The Tea Room
|Posted by Teniah on May 14, 2015 at 11:55 PM|
A common thread of “needing to find balance” has been a topic of discussion among young nurses and new graduates across all fields of nursing. Finding work/life balance is particularly hard within that first year of nursing practice, but I believe that this “tug of war” between what we would “like” to be doing with our lives and reality, actually continues throughout the nurse’s career. The nursing profession requires that we always seek to further our knowledge and improve our performance. This, obviously, requires continued education and taking time to self-reflect. While I am no expert, I will take a few moments to discuss what I believe are some helpful tools in establishing this work/life balance. In learning how to manage this balance in our own lives, we will then be better equipped to give of ourselves to others.
Mindfulness is something that is relatively new to nursing research, but an art that has been around for centuries. I would suggest that actually mindfulness could be the missing link in the chain of balance.....Perhaps if we could find a way to increase our ability to be present, we could better attend to each task at hand, and then when finished, we could put that task away and move forward with the next thing.
Mindfulness is essentially the skill to recognise thoughts and feelings in the moment, acknowledge them, and then let them go. It is not about getting anywhere, or achieving anything. It is often referred to as a “non-striving” mode. Mindfulness allows you to be aware of your thoughts and feelings and find compassionate acceptance of them.
I believe that practicing mindfulness could impact a whole number of areas within nursing that most of us struggle with: not enough to time to spend with patients, managing relationships with our colleagues, separating our emotions and the experiences we listen to as professionals, setting boundaries between work and home. Those are just some examples that many young nurses have voiced. I actually believe that if we could learn the skill of mindfulness we could be more present with our patients, offer more compassion to our colleagues, improve the skill of emotional intelligence, and find true BALANCE in our own personal lives.
I used to think that when I graduated nursing school the whole drama of having to work full time and study was behind me....I used to think that I had graduated and would have plenty of time now to develop a social life, volunteer in my community, and actually RELAX – much like the Tui add, the reality of that is...“yeah, right!!”.....Finding time to have a movie night, play games, read a book, paint, or sit back and listen to music, is actually a real struggle. I don’t think it is just me, I believe it is a struggle that all of us face, whether you have been nursing for one week, or for decades; the struggle is still there.
I am by no means an expert and I am still developing my own personal strategy for finding balance. However, these are the things I have found most helpful:
1. Practice loving kindness meditation (It only takes about 10 minutes, helps promote good sleep, and allows you an opportunity to compassionately reflect on those whom you have crossed paths with).
2. Positive self-talk and self-awareness – At the end of your shift, reflect on how the shift went, and find something positive that you can take home with you. It could be that you encouraged someone, helped out a colleague, dealt with a difficult situation well, or had good time management. Whatever it was, feedback that positive reflection to yourself. I personally believe that self-awareness is one of the keys to effective and safe nursing practice (but that is for another blog!) This opportunity also gives you the chance to leave behind any negative feelings or words that were said to you on shift. Be mindful about that experience and how it made you feel; then let it go.
════════════════
**Check your understanding:**
- 1) According to the Tea Room post, how long does loving kindness meditation take?
- 2) From the Tea Room post, return the passage that begins at the words "I am by no means" and ends after the words "crossed paths with).".
These rows have no connection to the Tea Room post.

Region pointing data
════════════════
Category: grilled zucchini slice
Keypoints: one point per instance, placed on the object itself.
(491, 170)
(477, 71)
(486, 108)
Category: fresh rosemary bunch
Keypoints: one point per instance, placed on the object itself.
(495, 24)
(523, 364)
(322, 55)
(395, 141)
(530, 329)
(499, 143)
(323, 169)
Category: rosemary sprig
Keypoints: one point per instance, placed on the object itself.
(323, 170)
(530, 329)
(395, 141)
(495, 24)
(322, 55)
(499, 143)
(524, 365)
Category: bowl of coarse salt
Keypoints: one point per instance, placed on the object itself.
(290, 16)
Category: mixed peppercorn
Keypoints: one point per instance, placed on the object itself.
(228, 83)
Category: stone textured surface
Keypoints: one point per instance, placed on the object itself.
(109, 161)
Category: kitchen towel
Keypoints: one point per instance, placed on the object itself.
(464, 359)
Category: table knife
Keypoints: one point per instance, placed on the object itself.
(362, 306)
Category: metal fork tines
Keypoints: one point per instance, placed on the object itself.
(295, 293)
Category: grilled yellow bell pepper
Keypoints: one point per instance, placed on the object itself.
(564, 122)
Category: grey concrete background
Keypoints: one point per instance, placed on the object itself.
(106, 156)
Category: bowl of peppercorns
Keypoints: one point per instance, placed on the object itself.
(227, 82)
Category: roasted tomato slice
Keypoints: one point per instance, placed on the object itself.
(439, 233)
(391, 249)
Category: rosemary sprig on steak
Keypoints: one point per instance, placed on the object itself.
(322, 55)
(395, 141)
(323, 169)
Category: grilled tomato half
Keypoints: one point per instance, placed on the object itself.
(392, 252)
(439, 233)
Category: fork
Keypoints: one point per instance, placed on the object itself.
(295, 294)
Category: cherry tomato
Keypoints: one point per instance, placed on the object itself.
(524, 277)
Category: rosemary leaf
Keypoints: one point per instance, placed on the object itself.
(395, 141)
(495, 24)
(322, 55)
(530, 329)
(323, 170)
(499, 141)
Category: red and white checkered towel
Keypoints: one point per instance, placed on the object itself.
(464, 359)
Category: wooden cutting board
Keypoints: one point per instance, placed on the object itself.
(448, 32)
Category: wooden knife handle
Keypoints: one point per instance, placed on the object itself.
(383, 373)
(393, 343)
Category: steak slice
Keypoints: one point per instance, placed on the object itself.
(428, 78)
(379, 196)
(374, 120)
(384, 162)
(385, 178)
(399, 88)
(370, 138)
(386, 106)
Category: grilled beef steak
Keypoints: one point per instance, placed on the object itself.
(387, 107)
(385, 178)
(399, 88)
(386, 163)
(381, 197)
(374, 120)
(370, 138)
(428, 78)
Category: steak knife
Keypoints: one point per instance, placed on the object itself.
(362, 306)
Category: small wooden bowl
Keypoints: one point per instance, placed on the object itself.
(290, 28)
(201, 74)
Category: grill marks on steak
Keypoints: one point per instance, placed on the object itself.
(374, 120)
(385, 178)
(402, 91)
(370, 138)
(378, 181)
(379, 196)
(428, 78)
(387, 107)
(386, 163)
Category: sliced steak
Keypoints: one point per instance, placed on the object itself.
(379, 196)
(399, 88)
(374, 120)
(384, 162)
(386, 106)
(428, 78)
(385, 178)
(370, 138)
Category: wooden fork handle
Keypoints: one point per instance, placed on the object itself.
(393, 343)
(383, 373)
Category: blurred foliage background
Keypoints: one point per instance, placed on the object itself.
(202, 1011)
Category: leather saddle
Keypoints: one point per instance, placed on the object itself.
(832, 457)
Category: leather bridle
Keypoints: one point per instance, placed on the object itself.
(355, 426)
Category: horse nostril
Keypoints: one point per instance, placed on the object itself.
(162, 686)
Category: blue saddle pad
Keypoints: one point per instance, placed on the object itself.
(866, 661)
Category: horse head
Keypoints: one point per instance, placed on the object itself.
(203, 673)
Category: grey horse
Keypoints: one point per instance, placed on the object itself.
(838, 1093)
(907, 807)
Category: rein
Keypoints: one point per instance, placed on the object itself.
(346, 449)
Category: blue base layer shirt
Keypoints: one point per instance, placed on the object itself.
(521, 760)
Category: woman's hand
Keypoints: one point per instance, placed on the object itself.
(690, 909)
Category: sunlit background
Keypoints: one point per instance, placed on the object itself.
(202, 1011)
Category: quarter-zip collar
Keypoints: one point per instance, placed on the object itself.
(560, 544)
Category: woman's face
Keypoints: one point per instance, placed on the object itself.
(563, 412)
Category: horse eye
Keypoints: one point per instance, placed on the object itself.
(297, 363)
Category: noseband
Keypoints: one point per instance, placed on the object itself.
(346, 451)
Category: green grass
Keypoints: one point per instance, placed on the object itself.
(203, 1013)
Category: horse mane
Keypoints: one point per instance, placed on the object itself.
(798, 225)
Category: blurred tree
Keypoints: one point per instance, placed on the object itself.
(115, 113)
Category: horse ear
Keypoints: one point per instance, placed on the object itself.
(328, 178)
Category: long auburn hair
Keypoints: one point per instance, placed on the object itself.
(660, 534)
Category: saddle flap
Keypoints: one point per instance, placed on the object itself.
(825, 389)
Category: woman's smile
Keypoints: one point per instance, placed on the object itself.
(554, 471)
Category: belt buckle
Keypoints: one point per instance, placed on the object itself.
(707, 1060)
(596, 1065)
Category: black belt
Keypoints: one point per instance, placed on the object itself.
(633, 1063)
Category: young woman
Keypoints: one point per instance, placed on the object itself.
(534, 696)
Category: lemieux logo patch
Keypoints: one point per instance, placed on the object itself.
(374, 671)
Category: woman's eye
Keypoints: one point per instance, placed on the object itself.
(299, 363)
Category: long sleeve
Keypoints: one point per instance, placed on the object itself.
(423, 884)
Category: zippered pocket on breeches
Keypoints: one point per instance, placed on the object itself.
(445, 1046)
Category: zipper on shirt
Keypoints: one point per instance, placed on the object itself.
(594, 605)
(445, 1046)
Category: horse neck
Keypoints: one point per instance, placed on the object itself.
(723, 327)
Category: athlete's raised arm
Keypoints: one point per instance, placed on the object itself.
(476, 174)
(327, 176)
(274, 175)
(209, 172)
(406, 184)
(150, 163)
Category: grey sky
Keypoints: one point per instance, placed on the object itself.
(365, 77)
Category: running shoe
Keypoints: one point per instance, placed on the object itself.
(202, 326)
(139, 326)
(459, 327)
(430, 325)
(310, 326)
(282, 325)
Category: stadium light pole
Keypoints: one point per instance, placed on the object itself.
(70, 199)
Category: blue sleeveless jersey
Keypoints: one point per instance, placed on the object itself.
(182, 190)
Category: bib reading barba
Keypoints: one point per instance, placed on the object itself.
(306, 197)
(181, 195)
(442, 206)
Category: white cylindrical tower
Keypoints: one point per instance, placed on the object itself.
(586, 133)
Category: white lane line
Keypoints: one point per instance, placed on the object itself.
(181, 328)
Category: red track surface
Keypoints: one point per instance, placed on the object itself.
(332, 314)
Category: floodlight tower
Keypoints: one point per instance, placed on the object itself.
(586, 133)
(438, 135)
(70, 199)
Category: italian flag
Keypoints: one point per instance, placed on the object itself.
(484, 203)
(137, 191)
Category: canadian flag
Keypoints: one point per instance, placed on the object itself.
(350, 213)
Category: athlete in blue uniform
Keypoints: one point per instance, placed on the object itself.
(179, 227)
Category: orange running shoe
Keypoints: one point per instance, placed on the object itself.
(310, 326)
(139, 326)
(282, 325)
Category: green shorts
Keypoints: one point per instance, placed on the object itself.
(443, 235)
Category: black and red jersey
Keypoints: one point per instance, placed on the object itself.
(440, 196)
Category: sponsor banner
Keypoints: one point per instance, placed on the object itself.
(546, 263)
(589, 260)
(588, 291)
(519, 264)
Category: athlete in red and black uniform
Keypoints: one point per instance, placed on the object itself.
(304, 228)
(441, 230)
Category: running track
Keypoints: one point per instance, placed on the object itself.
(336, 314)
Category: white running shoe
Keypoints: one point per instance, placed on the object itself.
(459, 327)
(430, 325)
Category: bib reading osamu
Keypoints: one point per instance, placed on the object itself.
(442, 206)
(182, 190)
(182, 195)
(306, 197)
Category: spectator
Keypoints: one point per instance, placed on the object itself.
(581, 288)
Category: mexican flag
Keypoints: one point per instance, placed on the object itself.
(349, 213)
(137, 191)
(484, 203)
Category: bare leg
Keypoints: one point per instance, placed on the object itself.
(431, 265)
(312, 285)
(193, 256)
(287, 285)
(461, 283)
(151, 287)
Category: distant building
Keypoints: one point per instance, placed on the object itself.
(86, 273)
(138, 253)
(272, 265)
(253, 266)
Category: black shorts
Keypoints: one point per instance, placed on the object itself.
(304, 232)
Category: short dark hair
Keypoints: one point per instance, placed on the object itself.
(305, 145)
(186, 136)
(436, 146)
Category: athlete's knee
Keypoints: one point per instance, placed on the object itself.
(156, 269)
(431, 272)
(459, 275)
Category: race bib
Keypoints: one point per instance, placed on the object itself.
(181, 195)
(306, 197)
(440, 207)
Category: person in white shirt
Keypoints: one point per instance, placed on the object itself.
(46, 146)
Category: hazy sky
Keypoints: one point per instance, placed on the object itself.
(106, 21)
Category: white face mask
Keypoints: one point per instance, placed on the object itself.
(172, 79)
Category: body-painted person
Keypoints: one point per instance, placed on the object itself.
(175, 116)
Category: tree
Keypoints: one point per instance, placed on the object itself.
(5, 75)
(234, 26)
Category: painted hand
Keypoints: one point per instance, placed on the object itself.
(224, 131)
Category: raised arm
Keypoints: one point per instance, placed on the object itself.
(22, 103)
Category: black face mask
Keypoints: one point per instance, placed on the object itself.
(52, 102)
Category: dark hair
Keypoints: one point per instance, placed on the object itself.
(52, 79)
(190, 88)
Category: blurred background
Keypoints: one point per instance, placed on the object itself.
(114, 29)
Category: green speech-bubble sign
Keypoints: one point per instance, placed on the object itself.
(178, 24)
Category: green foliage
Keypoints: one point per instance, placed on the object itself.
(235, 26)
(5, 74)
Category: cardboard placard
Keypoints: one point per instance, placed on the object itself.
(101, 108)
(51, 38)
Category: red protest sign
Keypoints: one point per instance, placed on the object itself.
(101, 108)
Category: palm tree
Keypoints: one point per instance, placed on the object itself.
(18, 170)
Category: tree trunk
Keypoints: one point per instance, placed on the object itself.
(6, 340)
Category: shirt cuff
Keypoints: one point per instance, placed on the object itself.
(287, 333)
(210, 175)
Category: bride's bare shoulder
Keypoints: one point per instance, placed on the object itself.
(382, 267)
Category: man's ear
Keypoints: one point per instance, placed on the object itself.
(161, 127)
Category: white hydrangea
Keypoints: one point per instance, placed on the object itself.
════════════════
**Solutions to the problems:**
- 1) About 10 minutes.

- 2)
I am by no means an expert and I am still developing my own personal strategy for finding balance. However, these are the things I have found most helpful:
1. Practice loving kindness meditation (It only takes about 10 minutes, helps promote good sleep, and allows you an opportunity to compassionately reflect on those whom you have crossed paths with).